--- START ---
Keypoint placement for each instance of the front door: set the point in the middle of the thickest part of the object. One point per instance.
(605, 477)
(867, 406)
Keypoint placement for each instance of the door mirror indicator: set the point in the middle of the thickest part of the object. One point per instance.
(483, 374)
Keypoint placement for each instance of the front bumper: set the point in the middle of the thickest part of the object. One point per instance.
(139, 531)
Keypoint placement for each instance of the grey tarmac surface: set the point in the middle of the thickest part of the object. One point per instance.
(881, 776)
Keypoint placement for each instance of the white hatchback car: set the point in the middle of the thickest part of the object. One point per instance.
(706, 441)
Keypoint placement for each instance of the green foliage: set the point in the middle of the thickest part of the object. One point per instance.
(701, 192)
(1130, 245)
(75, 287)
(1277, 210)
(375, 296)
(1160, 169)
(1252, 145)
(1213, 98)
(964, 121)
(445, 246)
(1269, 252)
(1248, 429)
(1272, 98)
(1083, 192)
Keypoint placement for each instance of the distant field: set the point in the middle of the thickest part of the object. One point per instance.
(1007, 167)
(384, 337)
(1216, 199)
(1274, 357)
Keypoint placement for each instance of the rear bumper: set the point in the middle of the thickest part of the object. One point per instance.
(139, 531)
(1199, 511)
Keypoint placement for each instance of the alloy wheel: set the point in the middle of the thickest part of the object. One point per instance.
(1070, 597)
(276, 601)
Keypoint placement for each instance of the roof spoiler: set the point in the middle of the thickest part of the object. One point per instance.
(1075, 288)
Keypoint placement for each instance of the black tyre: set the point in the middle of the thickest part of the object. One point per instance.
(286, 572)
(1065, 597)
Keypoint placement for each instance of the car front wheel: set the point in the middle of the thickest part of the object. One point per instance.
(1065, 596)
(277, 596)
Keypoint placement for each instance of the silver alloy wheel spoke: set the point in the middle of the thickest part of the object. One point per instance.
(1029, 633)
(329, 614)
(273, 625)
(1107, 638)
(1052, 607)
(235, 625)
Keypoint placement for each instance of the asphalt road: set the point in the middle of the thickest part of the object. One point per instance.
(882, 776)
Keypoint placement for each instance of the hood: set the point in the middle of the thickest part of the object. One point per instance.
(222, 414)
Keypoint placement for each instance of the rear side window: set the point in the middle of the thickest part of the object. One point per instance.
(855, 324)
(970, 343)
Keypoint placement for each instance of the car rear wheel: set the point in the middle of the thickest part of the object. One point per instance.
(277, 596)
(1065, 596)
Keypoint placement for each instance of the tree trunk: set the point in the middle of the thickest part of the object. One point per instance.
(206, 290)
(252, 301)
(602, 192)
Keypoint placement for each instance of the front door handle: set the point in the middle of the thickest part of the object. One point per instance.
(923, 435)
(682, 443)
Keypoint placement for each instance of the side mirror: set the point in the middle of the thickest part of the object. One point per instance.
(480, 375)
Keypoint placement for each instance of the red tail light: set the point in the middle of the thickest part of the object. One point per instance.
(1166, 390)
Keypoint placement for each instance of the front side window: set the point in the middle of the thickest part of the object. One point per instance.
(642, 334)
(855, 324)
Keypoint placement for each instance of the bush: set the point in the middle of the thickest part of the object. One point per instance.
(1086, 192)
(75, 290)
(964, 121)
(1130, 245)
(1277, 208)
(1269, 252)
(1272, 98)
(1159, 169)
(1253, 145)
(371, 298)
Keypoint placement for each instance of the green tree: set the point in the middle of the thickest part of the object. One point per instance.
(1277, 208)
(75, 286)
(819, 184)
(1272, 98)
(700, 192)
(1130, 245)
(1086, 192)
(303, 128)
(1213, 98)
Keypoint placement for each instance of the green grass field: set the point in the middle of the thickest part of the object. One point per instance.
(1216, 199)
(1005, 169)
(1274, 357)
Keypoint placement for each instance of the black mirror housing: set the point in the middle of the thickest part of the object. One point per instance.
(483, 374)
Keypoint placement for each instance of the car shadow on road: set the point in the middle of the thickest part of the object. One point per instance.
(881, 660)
--- END ---
__PROBLEM TO SOLVE__: Copy out the line containing "Keypoint placement for each instance of the front side", then every line after it through the end of the listing, exactly and with nothing else.

__TASK ANSWER__:
Keypoint placement for each instance of the front side window: set the point in the middle of the thickest part of the object. One point per instance.
(642, 334)
(855, 324)
Keypoint placement for each instance of the bush: set the point in the middle of the thickest part of the object. One point per instance.
(1086, 192)
(75, 290)
(964, 121)
(1130, 245)
(1277, 208)
(1269, 252)
(1272, 98)
(1159, 169)
(1253, 145)
(371, 298)
Keypoint placement for each instance of the green tree: set the point in the middle of the thickest part of the object. One point per instance.
(1277, 208)
(75, 286)
(819, 184)
(1272, 98)
(700, 192)
(1130, 245)
(1086, 192)
(303, 128)
(1213, 98)
Keypoint placement for each instance of the green grass field: set the point in the middle of the thickest part of the object. One point per instance.
(1216, 199)
(1005, 169)
(1274, 357)
Keypoint placement for each instance of the black mirror housing: set the point in the middle of the thickest part of the object. One point per instance.
(483, 374)
Keypoint placement for each instance of the car shadow on road: set the point in the middle of the thickest part of the object. One point per instance.
(881, 660)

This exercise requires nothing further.